Image-backed grounding data
*** Block opens ***
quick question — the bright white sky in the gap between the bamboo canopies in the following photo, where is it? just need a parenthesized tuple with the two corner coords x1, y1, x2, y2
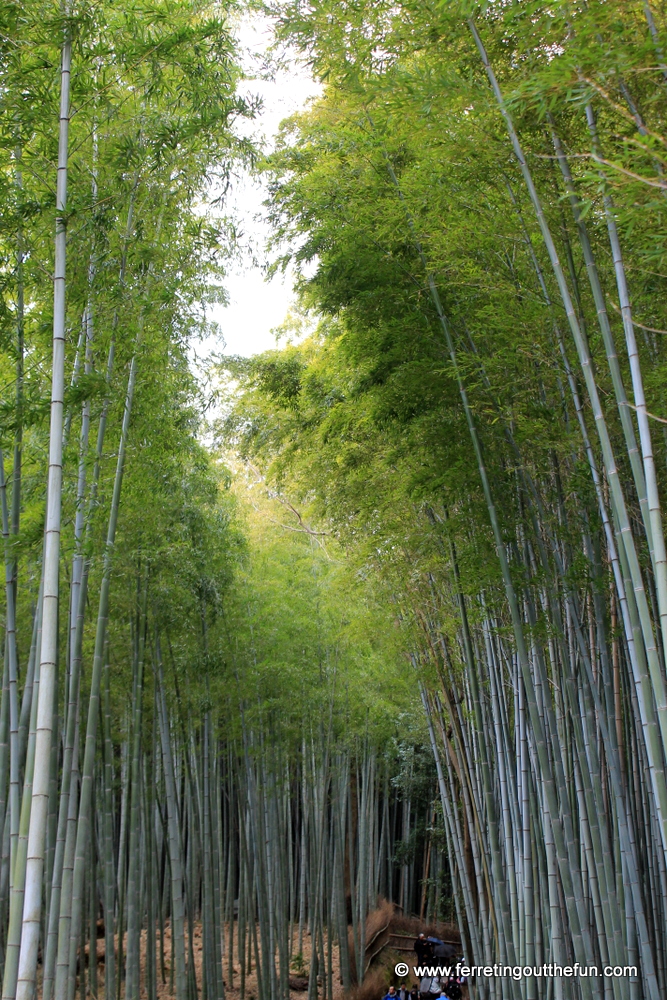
(205, 15, 320, 356)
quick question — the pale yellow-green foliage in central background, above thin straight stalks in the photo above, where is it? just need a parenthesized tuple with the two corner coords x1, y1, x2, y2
(204, 470, 417, 748)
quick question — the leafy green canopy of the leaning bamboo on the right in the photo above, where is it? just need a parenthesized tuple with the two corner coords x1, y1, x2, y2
(222, 3, 667, 664)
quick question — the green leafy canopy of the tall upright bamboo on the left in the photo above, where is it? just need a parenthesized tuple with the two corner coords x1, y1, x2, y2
(0, 0, 254, 744)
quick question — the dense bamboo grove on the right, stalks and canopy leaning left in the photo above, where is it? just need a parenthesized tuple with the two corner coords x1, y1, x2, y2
(215, 0, 667, 1000)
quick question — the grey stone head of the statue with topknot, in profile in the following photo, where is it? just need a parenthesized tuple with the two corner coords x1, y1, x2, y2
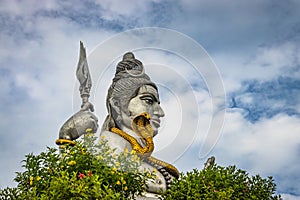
(102, 52, 164, 135)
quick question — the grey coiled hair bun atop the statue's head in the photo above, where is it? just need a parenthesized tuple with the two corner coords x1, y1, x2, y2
(116, 52, 144, 75)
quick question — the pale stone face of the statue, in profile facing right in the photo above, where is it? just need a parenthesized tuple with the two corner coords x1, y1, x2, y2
(122, 85, 165, 136)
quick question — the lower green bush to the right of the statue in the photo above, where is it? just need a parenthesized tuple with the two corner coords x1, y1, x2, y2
(162, 165, 281, 200)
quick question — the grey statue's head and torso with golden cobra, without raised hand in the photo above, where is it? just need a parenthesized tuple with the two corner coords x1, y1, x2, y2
(100, 52, 179, 196)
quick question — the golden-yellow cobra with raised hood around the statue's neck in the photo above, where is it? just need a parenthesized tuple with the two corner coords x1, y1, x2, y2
(110, 113, 179, 184)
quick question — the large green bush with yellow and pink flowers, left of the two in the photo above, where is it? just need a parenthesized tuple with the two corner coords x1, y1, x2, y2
(0, 135, 153, 199)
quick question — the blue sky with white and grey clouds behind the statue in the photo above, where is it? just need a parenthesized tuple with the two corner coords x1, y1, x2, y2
(0, 0, 300, 199)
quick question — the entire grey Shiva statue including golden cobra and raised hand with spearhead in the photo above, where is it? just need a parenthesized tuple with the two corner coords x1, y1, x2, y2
(56, 43, 179, 199)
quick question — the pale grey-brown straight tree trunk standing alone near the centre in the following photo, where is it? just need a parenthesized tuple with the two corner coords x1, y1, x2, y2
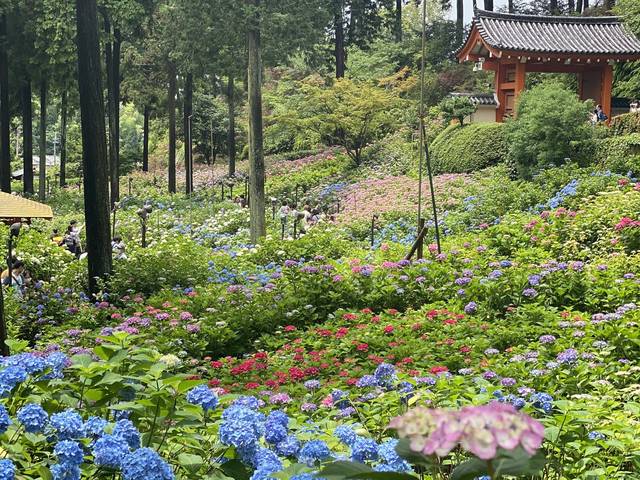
(247, 0, 266, 244)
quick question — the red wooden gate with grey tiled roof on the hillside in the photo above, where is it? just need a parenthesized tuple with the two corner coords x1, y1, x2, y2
(456, 10, 640, 122)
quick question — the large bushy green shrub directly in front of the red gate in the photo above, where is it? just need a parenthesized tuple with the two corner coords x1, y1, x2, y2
(506, 83, 592, 178)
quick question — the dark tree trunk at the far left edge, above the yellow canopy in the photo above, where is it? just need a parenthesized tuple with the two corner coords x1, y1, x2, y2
(0, 13, 11, 193)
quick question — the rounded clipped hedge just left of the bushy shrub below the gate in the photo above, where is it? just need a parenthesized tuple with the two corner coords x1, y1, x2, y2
(430, 123, 509, 173)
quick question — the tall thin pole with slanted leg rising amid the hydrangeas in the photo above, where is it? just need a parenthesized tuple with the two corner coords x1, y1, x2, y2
(418, 0, 442, 253)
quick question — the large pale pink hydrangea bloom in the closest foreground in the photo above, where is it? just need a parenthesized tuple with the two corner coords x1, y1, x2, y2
(390, 402, 544, 460)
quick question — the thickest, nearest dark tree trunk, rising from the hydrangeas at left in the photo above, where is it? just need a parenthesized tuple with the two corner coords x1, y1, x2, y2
(76, 0, 111, 293)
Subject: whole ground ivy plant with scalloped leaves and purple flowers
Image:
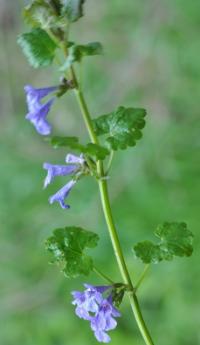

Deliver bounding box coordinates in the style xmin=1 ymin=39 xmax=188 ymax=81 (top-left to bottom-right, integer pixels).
xmin=18 ymin=0 xmax=193 ymax=345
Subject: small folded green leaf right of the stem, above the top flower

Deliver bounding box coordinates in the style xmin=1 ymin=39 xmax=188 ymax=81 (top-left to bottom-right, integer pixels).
xmin=60 ymin=42 xmax=103 ymax=71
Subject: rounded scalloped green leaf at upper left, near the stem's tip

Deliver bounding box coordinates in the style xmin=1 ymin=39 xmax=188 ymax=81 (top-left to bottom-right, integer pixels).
xmin=18 ymin=28 xmax=56 ymax=68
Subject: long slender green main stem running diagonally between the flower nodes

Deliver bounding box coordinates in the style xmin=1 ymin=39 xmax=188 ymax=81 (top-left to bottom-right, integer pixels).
xmin=75 ymin=81 xmax=154 ymax=345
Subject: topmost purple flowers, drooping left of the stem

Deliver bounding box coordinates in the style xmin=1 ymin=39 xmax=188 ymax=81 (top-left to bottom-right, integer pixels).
xmin=24 ymin=85 xmax=58 ymax=135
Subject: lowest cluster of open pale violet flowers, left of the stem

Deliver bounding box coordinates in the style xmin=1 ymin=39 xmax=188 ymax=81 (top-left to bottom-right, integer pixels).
xmin=72 ymin=284 xmax=120 ymax=343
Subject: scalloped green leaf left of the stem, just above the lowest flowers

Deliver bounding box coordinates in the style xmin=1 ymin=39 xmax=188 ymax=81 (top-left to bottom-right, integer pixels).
xmin=46 ymin=227 xmax=99 ymax=278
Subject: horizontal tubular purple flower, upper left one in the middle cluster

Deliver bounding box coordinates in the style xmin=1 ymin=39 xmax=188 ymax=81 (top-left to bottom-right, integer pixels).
xmin=43 ymin=163 xmax=78 ymax=188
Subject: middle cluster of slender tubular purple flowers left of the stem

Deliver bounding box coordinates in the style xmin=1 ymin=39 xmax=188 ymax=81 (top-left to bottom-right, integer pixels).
xmin=43 ymin=154 xmax=85 ymax=209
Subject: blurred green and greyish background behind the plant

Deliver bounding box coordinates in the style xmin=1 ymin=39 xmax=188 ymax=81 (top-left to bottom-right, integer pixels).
xmin=0 ymin=0 xmax=200 ymax=345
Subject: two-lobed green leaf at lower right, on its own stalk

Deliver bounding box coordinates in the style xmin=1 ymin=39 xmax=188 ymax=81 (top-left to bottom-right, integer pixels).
xmin=133 ymin=222 xmax=193 ymax=264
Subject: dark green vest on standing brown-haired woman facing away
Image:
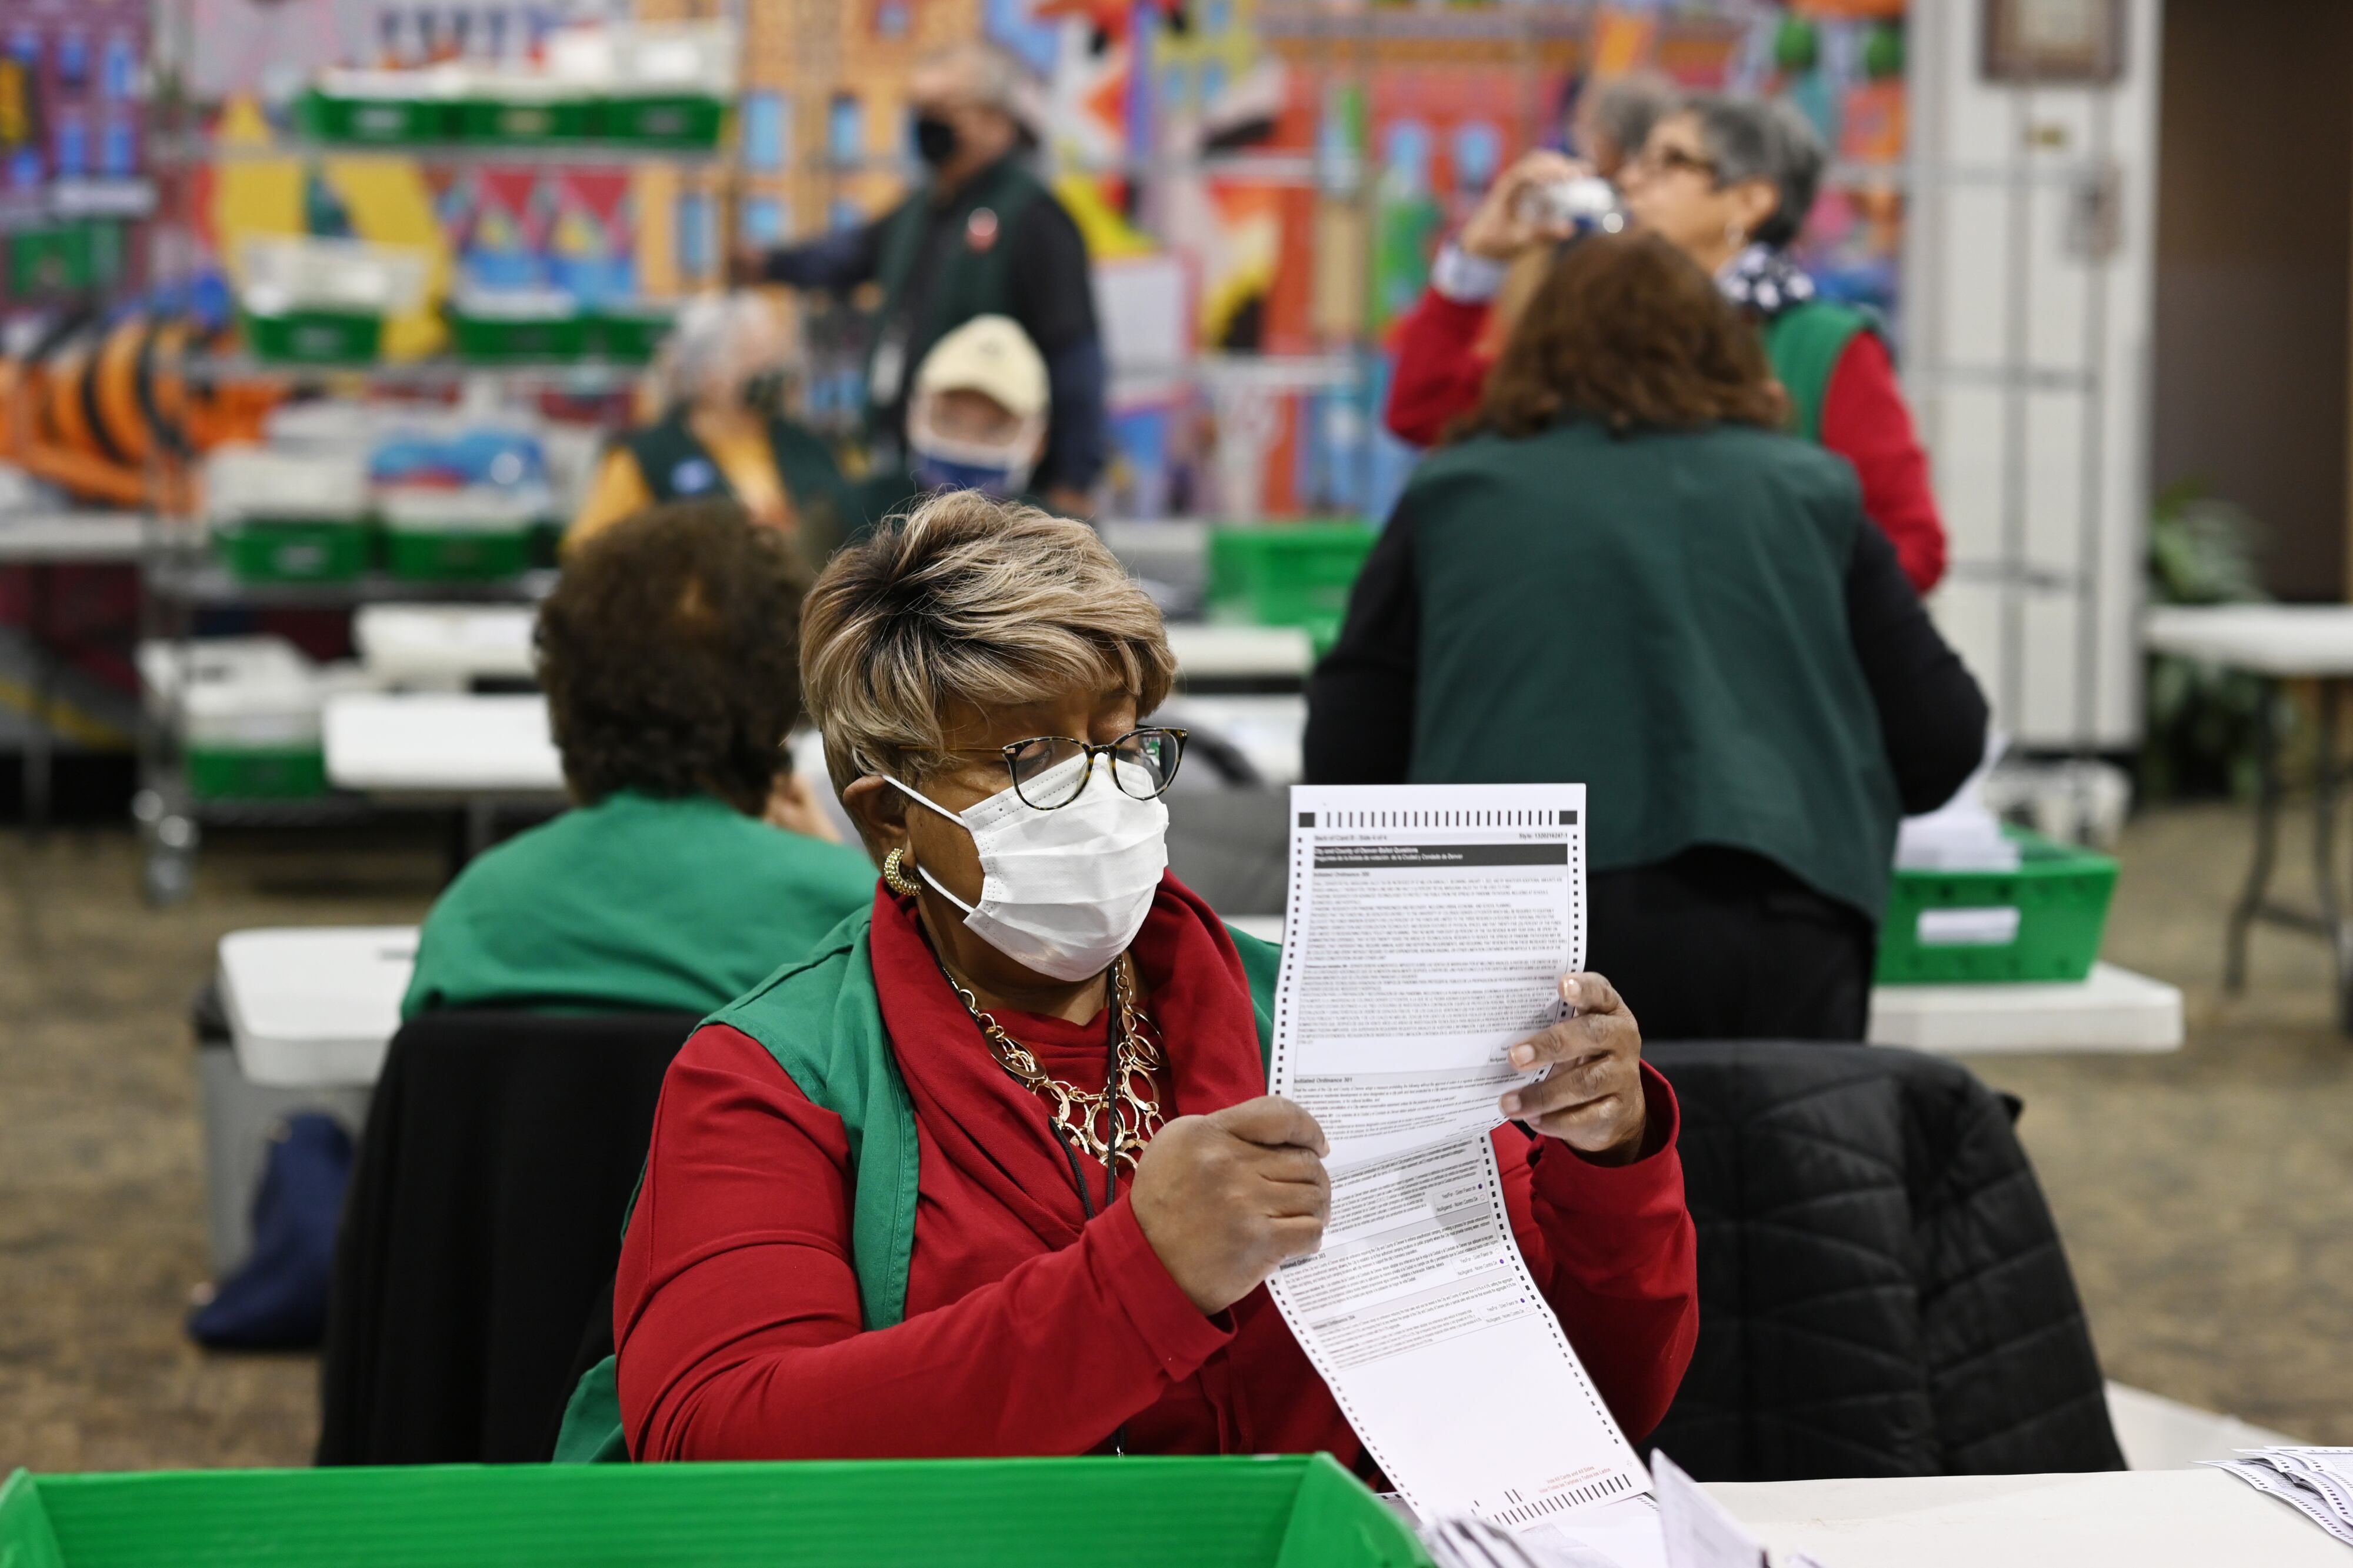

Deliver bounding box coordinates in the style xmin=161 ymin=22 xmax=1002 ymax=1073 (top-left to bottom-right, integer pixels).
xmin=1391 ymin=419 xmax=1899 ymax=925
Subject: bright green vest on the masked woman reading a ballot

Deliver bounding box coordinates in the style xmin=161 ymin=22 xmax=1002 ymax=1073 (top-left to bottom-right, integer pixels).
xmin=555 ymin=906 xmax=1282 ymax=1464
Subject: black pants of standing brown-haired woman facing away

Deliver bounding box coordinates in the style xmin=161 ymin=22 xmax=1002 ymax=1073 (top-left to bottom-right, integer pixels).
xmin=1586 ymin=848 xmax=1878 ymax=1040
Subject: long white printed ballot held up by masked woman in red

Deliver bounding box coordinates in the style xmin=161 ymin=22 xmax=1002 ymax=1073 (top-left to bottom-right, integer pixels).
xmin=1268 ymin=784 xmax=1647 ymax=1528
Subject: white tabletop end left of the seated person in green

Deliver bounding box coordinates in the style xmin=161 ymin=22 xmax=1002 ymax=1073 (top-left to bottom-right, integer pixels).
xmin=221 ymin=925 xmax=416 ymax=1087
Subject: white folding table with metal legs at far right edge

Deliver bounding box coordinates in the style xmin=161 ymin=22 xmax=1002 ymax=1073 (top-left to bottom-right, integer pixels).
xmin=2141 ymin=605 xmax=2353 ymax=1033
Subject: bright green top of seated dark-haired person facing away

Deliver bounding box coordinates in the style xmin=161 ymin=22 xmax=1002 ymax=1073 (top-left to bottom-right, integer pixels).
xmin=400 ymin=791 xmax=875 ymax=1017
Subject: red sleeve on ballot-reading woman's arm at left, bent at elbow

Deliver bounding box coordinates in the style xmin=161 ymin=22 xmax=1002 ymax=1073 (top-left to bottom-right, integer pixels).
xmin=614 ymin=1024 xmax=1228 ymax=1460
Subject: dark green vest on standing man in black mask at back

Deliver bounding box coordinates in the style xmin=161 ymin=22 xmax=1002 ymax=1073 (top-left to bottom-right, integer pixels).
xmin=866 ymin=158 xmax=1054 ymax=426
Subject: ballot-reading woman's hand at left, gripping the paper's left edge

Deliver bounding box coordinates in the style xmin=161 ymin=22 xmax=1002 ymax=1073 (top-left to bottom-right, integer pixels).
xmin=1127 ymin=1095 xmax=1332 ymax=1314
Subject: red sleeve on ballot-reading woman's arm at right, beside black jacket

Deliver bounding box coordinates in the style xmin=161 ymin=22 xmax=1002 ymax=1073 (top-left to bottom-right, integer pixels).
xmin=1504 ymin=1062 xmax=1699 ymax=1441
*** Block closes ***
Search the entries for "cluster" and copy each matching line.

## Task result:
Subject: lowest cluster of open pale violet flowers, left of the stem
Subject: horizontal tubular purple flower, upper left one in the middle cluster
Subject: middle cluster of slender tubular purple flowers left of the stem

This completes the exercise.